[Dataset entries]
::::::

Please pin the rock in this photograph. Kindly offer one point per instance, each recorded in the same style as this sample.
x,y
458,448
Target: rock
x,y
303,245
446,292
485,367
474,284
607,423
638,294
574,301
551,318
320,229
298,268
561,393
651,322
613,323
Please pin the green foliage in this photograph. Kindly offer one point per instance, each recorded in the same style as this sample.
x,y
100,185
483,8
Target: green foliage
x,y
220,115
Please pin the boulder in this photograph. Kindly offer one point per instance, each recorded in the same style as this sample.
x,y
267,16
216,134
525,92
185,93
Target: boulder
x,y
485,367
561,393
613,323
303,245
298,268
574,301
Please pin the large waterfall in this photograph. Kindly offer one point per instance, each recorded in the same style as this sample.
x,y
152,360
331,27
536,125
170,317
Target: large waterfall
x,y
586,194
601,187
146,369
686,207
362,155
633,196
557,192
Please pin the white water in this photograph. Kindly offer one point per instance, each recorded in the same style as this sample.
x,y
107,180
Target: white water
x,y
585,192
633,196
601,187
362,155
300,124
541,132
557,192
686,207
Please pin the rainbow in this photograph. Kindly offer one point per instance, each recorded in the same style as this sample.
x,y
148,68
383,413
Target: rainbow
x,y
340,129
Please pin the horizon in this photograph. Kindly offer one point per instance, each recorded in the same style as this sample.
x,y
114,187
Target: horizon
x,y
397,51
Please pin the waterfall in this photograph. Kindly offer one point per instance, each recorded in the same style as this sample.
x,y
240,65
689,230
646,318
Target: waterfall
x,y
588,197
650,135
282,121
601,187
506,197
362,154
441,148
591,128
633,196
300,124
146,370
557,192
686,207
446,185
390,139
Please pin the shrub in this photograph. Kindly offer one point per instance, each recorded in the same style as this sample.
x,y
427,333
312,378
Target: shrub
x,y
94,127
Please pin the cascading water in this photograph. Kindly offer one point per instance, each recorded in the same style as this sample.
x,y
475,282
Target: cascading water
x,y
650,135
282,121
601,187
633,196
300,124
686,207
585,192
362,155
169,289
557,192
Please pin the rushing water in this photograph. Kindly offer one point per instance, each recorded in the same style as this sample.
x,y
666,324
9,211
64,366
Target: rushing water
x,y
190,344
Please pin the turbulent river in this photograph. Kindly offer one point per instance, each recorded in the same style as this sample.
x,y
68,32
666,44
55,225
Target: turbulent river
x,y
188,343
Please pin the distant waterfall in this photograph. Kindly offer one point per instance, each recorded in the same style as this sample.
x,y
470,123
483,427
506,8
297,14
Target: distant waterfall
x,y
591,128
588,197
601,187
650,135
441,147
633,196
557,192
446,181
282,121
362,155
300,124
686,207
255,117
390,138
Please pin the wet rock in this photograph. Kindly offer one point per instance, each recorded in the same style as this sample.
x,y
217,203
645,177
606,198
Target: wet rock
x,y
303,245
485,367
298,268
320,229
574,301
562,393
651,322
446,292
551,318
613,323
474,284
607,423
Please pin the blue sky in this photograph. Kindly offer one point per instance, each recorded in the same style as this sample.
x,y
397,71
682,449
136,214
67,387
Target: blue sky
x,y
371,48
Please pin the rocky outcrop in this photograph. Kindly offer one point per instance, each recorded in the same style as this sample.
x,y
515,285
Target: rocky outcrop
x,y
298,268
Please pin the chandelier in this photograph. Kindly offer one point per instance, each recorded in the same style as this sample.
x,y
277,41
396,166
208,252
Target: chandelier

::::::

All lines of the data that hold "chandelier" need to be copied.

Answer for this exercise ::
Please pin the chandelier in this photograph. Kindly offer one point per instance, each recorded in the same style as this sample.
Target: chandelier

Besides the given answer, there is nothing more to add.